[Saved entries]

________________________________________

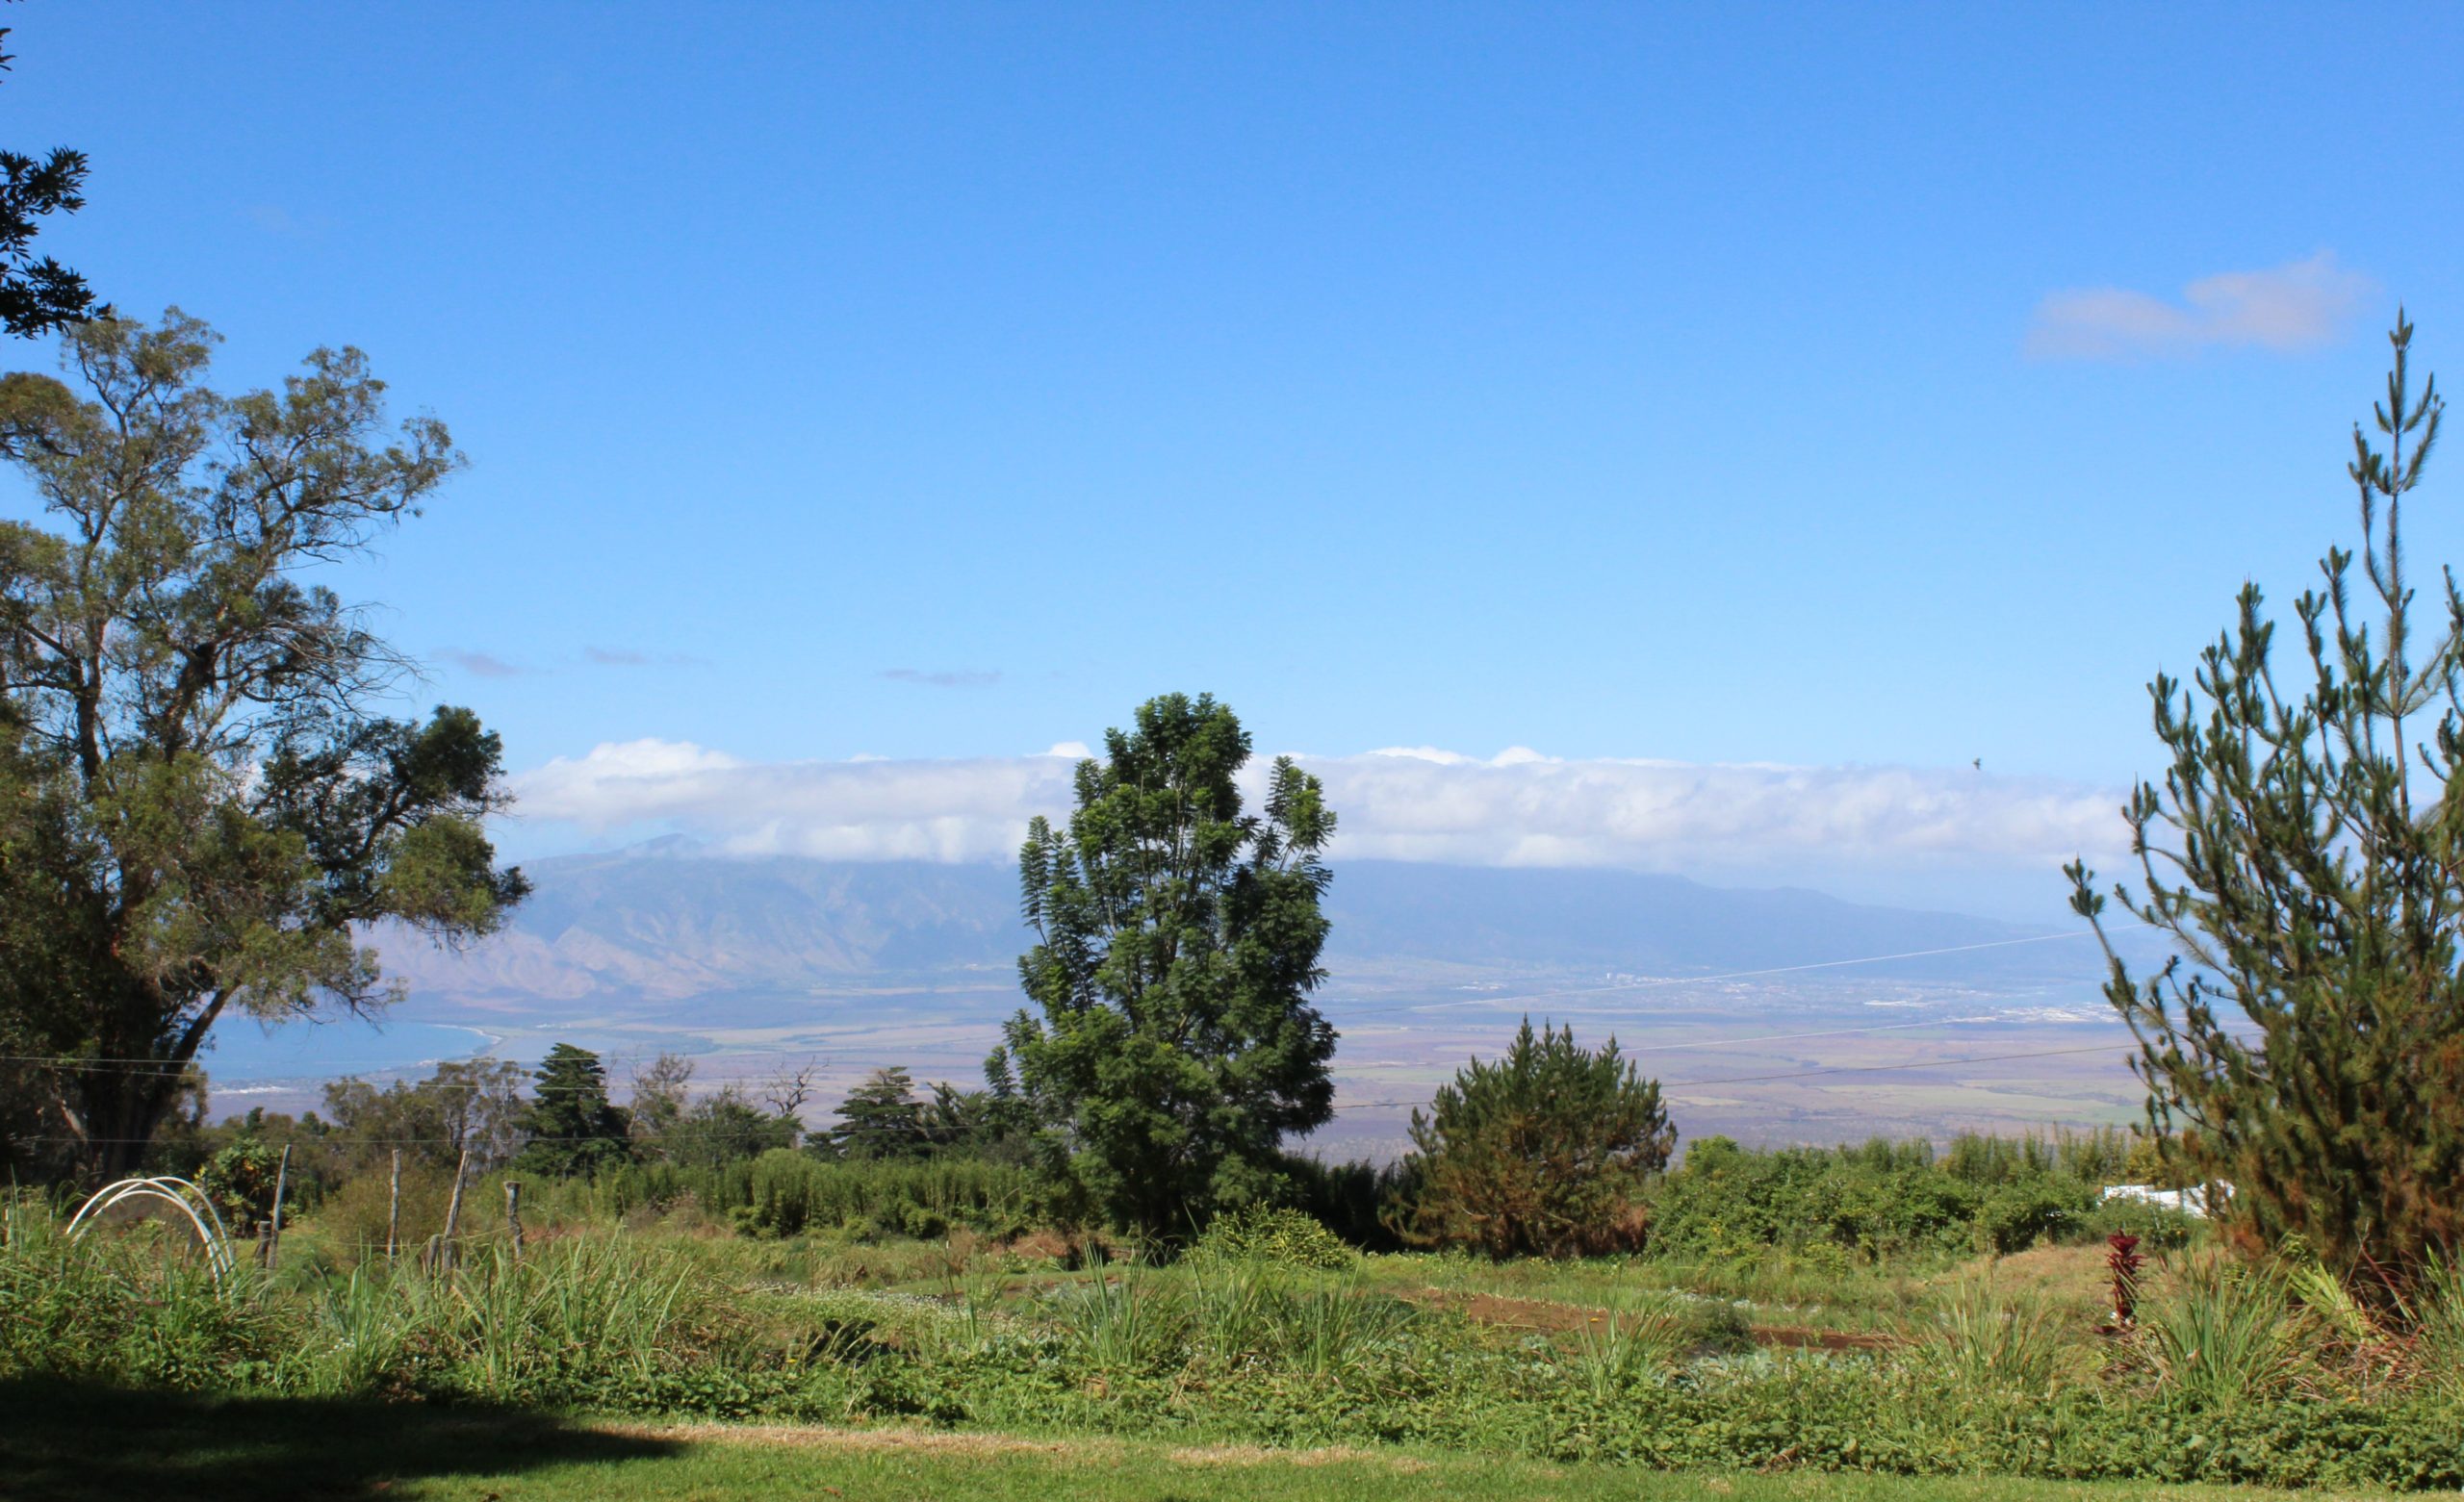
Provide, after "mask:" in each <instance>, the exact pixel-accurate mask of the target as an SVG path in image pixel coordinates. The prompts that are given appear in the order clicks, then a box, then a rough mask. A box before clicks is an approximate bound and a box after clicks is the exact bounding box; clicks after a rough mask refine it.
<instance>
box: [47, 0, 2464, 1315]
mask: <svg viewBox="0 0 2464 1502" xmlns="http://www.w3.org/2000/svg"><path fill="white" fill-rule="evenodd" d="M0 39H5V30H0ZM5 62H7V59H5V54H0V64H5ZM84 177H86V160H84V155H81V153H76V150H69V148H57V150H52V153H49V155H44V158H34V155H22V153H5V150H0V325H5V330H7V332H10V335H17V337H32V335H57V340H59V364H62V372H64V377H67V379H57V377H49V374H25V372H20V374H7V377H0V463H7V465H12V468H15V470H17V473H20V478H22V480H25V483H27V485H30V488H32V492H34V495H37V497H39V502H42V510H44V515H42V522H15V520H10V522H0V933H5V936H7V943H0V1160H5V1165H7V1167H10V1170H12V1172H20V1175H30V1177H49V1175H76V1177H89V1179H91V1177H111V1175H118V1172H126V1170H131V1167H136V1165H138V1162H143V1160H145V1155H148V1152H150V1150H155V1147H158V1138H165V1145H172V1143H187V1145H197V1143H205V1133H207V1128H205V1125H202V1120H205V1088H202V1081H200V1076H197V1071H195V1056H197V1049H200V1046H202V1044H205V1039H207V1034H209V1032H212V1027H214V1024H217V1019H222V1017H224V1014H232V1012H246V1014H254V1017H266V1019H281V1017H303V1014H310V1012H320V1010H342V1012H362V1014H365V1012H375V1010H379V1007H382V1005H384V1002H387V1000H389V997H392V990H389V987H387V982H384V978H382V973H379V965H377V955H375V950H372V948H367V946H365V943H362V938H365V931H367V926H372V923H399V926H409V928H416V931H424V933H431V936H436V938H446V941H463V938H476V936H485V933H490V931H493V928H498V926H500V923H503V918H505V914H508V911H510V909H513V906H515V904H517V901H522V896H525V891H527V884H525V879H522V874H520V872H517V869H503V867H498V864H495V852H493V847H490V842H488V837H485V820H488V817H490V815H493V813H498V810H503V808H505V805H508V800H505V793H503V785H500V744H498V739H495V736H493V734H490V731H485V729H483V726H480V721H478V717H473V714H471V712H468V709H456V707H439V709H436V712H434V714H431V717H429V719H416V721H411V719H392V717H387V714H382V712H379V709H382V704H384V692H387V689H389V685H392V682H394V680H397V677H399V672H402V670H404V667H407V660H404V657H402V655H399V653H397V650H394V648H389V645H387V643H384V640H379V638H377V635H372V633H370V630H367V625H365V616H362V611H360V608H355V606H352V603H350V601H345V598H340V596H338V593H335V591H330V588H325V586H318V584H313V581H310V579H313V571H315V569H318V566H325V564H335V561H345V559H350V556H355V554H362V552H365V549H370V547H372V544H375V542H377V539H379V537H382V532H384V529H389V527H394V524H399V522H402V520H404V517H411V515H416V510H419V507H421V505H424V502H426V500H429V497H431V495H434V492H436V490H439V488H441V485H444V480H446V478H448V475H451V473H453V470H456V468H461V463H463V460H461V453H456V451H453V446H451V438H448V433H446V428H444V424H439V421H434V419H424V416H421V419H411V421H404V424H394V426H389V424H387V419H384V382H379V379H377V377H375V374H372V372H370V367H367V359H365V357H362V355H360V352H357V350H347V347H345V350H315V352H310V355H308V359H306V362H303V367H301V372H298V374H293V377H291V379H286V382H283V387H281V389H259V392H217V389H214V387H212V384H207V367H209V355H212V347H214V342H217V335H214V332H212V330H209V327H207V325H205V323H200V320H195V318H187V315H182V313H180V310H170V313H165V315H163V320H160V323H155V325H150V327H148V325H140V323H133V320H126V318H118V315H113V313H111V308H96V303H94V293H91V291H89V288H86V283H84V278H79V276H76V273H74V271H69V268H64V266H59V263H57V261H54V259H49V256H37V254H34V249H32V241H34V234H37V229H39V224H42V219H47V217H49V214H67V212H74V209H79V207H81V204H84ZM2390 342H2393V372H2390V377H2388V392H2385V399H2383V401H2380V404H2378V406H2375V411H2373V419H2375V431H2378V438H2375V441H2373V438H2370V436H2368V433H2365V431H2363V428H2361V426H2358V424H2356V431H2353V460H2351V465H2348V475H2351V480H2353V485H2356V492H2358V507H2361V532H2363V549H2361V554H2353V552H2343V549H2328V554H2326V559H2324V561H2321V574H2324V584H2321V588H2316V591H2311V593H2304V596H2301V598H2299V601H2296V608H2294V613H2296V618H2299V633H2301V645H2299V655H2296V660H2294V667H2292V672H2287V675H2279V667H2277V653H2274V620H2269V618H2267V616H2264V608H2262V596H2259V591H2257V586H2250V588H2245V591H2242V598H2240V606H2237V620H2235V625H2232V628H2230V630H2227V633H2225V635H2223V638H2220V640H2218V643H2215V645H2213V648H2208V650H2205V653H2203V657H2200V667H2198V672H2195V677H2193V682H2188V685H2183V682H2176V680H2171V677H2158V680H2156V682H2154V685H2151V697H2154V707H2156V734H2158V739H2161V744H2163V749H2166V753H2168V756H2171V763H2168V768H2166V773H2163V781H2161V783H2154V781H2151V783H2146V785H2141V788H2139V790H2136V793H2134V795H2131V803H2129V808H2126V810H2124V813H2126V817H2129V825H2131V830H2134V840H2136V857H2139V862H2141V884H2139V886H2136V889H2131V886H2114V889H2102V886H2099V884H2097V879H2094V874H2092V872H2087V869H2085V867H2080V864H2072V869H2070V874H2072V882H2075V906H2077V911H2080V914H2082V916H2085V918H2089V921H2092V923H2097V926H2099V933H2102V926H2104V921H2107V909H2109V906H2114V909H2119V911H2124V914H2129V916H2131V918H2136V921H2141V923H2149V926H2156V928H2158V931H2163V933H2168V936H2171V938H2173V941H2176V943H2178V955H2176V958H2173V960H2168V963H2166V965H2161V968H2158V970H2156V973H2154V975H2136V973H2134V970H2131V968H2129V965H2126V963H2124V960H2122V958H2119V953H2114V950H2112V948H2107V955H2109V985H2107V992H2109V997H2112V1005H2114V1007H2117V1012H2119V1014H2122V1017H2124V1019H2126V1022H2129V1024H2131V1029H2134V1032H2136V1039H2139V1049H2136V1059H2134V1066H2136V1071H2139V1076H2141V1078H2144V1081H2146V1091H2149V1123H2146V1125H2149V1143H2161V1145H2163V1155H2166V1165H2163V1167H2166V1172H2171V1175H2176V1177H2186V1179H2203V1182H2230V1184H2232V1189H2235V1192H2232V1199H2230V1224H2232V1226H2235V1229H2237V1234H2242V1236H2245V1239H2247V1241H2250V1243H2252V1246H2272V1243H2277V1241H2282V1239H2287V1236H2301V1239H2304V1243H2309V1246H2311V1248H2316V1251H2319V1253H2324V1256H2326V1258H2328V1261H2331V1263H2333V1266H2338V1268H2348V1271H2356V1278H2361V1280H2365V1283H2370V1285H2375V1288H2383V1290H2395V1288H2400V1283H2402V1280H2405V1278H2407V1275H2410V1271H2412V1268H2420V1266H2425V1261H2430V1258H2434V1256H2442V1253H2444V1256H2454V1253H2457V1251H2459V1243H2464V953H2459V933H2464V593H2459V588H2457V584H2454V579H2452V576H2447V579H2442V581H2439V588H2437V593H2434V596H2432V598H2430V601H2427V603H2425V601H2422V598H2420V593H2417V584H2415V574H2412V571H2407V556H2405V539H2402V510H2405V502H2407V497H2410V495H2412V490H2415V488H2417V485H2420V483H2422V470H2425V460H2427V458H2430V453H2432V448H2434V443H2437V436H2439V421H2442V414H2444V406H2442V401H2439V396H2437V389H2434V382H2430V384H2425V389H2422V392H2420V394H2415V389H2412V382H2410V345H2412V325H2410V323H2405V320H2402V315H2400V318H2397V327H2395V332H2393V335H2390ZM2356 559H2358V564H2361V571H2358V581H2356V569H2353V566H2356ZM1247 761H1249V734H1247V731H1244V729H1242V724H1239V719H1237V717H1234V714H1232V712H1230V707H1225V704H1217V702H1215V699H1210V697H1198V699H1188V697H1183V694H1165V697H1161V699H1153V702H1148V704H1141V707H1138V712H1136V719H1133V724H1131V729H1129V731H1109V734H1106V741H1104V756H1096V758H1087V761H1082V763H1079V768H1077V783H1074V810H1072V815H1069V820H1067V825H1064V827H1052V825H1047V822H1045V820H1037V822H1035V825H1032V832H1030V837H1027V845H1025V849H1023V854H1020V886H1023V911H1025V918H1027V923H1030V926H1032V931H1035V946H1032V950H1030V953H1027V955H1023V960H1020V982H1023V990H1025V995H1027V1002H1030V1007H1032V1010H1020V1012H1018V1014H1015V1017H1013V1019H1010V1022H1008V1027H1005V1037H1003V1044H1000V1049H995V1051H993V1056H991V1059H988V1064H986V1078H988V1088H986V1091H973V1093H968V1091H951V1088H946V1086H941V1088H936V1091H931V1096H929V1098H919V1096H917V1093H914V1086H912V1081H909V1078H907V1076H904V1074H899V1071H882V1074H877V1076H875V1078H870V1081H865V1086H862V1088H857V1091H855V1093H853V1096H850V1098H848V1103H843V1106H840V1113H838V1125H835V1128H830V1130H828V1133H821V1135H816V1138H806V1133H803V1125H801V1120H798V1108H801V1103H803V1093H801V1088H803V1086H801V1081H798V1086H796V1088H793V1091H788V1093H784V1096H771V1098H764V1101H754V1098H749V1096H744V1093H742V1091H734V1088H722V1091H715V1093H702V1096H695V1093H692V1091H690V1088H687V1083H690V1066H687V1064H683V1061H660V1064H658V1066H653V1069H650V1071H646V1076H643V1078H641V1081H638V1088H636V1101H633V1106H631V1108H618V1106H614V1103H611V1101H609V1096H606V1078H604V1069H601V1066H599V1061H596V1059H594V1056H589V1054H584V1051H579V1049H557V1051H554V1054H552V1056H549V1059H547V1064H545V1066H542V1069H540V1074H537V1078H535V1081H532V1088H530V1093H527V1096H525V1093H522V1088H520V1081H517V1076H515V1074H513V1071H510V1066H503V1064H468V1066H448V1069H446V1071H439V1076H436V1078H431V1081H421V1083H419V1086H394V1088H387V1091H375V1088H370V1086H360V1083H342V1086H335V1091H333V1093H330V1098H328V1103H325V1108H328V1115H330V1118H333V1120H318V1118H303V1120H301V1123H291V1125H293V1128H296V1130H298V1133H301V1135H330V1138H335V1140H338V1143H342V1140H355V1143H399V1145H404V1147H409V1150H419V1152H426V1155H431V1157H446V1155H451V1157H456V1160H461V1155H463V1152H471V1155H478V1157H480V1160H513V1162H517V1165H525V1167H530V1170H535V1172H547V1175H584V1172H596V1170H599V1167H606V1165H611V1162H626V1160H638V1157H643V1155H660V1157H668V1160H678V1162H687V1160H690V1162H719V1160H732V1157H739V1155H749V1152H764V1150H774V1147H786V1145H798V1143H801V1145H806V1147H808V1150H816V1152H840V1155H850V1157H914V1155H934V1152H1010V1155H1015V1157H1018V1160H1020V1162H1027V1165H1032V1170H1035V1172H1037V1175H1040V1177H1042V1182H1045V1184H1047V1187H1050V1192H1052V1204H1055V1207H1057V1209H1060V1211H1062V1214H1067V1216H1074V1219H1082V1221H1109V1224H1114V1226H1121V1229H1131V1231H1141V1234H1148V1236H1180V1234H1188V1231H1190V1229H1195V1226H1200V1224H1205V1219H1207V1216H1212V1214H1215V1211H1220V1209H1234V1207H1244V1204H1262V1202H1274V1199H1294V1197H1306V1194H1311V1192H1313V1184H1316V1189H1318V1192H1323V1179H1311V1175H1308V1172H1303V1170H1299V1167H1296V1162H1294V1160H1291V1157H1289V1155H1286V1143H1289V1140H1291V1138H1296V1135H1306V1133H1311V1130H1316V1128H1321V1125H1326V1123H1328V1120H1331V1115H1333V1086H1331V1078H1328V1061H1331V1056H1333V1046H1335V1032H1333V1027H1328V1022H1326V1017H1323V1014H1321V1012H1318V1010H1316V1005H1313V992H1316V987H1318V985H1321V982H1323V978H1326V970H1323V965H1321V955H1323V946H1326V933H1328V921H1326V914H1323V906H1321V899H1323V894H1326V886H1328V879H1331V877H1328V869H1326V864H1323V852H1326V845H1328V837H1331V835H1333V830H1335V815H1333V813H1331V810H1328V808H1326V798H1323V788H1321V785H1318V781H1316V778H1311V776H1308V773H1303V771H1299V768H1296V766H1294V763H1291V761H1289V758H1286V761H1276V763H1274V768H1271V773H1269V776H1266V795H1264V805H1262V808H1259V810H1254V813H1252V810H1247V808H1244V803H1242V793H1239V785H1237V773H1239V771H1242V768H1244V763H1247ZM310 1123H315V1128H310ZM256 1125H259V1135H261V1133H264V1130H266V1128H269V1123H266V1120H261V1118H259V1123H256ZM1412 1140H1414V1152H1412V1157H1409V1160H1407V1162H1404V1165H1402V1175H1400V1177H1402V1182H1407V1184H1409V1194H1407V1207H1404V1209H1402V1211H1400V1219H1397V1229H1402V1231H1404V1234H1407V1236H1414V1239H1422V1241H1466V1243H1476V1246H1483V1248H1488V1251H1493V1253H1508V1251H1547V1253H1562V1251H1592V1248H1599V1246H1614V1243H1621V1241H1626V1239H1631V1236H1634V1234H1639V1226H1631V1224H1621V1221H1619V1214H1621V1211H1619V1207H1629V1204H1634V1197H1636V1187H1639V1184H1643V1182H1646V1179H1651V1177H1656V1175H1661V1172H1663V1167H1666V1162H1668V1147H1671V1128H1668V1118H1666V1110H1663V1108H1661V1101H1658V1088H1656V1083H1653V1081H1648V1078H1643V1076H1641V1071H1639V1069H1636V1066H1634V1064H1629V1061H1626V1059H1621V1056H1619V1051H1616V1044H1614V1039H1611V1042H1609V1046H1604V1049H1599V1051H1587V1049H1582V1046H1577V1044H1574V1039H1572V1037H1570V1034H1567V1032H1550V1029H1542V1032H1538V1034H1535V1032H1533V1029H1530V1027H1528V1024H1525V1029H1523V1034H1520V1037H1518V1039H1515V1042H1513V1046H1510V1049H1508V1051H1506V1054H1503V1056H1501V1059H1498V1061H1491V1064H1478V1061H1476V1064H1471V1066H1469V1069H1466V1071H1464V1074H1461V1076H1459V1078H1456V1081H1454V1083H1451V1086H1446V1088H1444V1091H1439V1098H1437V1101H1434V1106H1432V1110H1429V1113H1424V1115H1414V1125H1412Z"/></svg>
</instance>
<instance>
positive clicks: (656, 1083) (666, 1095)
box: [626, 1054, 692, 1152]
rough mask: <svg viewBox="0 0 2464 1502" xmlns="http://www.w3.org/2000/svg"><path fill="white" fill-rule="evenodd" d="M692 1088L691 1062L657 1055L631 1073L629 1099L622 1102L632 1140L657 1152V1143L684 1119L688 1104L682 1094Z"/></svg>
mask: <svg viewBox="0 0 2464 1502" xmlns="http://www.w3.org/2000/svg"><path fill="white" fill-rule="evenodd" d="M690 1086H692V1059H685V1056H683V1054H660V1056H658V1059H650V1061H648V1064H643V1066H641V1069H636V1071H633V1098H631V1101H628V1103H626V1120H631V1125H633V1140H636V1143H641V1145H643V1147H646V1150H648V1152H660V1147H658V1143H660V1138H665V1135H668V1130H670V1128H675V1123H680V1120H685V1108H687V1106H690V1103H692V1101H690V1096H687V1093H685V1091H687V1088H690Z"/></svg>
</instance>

________________________________________

> [WORK ITEM]: Copy every line above that includes the string "rough".

> [FINISHED TASK]:
Provide, after "mask:" in each <instance>, the exact pixel-accurate mask of the target as an SVG path in image pixel coordinates. The prompts that are given appear in the order clicks, then a box, then a rough mask. A box before clicks is an approximate bound and a box after clicks is the exact bounding box; clicks after a rough mask refine it.
rough mask: <svg viewBox="0 0 2464 1502" xmlns="http://www.w3.org/2000/svg"><path fill="white" fill-rule="evenodd" d="M692 1088L691 1062L657 1055L631 1073L629 1099L622 1102L632 1140L657 1152V1143L684 1119L688 1104L682 1094Z"/></svg>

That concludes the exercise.